Problem details:
Repeat the entries in full. Each line must match exactly.

Region pointing data

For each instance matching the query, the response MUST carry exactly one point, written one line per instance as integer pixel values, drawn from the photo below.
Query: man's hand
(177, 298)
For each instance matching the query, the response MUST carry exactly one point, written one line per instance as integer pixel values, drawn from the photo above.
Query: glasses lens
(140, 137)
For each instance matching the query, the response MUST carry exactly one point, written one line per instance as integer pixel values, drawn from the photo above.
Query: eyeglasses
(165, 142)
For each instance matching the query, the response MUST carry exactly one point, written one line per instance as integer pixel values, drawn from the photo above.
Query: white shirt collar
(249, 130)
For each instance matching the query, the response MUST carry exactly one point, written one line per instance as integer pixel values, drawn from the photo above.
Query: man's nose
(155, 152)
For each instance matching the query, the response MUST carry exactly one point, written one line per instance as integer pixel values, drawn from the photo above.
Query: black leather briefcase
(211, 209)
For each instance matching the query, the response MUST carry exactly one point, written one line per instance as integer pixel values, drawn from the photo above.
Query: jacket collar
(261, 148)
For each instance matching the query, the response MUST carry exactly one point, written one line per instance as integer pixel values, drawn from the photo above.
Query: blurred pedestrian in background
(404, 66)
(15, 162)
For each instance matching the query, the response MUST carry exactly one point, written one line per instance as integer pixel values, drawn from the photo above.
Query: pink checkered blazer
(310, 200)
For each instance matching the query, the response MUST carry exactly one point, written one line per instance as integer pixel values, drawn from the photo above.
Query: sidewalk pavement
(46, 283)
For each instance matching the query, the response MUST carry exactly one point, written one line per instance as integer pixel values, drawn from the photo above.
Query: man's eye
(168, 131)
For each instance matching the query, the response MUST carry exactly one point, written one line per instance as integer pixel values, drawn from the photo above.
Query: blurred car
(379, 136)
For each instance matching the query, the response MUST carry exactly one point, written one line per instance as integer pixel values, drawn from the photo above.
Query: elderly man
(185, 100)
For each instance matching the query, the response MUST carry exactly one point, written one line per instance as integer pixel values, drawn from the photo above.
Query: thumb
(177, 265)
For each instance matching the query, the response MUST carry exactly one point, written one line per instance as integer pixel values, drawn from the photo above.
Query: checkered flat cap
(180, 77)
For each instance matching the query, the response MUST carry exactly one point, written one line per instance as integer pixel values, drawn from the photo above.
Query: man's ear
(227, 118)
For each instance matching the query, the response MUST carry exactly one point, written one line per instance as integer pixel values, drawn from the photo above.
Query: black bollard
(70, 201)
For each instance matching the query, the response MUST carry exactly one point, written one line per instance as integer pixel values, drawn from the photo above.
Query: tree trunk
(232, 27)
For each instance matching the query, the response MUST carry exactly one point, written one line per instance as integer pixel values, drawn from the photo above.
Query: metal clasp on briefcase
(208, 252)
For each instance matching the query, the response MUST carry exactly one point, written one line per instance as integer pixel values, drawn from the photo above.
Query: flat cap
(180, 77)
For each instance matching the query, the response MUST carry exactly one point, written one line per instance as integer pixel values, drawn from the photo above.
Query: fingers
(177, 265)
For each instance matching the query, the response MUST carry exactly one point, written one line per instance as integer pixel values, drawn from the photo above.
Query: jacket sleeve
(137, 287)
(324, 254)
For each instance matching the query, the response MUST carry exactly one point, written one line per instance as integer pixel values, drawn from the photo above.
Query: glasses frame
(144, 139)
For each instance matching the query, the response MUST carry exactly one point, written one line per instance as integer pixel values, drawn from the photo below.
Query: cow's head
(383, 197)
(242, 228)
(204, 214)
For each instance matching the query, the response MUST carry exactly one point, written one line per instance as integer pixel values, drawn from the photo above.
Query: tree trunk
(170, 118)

Task answer:
For each instance matching the query, the response MUST carry exactly one point, written one line per instance as integer pixel values, drawn from the photo below.
Query: man's hand
(177, 298)
For each instance matching the query, the response MUST carry exactly one point, written one line per instance as integer pixel values, drawn from the photo above.
Query: glasses lens
(140, 137)
For each instance matching the query, the response MUST carry exactly one point, written one line per instance as integer pixel values, drawn from the photo above.
Query: eyeglasses
(165, 142)
For each instance matching the query, the response MUST carry exactly one point, written one line per instance as integer pixel values, drawn from the photo above.
Query: white shirt collar
(249, 130)
For each instance matching the query, the response MUST carry exactly one point, written one line per instance as integer pixel values, drawn from the photo above.
Query: man's nose
(155, 152)
For each instance matching the query, the response MUST carry exactly one point, written one line per instance as integer pixel values, drawn from the photo above.
Query: black leather briefcase
(211, 209)
For each instance matching the query, the response MUST carry exactly one point, written one line per instance as integer pixel values, drawn from the photo above.
Query: jacket collar
(261, 148)
For each instance matching the query, the response MUST carry exactly one point, written one line per instance as integer pixel values, drawn from the photo above.
Query: blurred pedestrian in background
(404, 66)
(15, 162)
For each instance matching the query, the response MUST carry exactly one point, written one line per instance as integer pixel values, drawn from the photo above.
Query: pink checkered blazer
(310, 200)
For each instance matching the query, the response MUST carry exactly one point, written one line per instance as integer pixel values, drawn from the photo above.
Query: sidewalk pavement
(46, 283)
For each instance matching the query, the response MUST carry exactly one point, written one line per instance as integer pixel values, drawn from the photo above.
Query: man's eye
(168, 131)
For each instance matching the query, the response MUST carry exactly one point, written one line per instance as integer pixel values, drawn from the photo above.
Query: blurred car
(379, 136)
For each instance matching the query, the response MUST carry exactly one point, written one line per instance as integer pixel values, drawn from the photo above.
Query: elderly man
(185, 100)
For each instance matching the query, the response MUST carry exactly one point, written one line per instance as integer pixel values, drawn from the photo above.
Query: thumb
(177, 265)
For each instance matching the query, the response MUST carry exactly one point, written one line per instance as integer pixel values, drawn from the photo above.
Query: checkered flat cap
(180, 77)
For each instance matching the query, the response MUST carry exactly one point, written one line per instance as integer pixel values, drawn from the photo above.
Query: man's ear
(227, 118)
For each instance matching the query, the response MUST carry exactly one point, written one line per instance as integer pixel values, drawn from the photo above.
Query: black bollard
(70, 201)
For each instance matching the query, the response MUST carry exactly one point, written one line per instance as integer pixel values, drawn from the photo above.
Query: tree trunk
(232, 27)
For each instance matching the query, the response MUST carry exactly one point, written one line per instance as integer pixel values, drawn from the photo above.
Query: metal clasp on briefcase
(208, 252)
For each instance matching the query, the response MUST carry exactly one point, written one line per instance as integer pixel values, drawn from the photo above.
Query: flat cap
(180, 77)
For each instance matching the query, the response MUST carry exactly one point, written one line per instance as integer pixel values, drawn from the photo above.
Query: fingers
(177, 265)
For each instance matching the query, the response MUST carry exactly one point, written one line per instance as integer pixel values, drawn from the photo above.
Query: jacket sleeve
(137, 287)
(324, 254)
For each instance matching the query, the response MUST carry exactly one point, written one line per instance as integer pixel values, drawn from the photo above.
Query: glasses frame
(144, 139)
For each instance matching the query, the response MUST carry exactly one point, written one line per instance as integer pixel values, drawn from the photo below.
Query: cow's head
(383, 197)
(242, 228)
(204, 214)
For each instance matching the query, the response MUST carry exactly one point, written one line per instance as integer pixel values, drawn from the photo above.
Query: tree trunk
(170, 118)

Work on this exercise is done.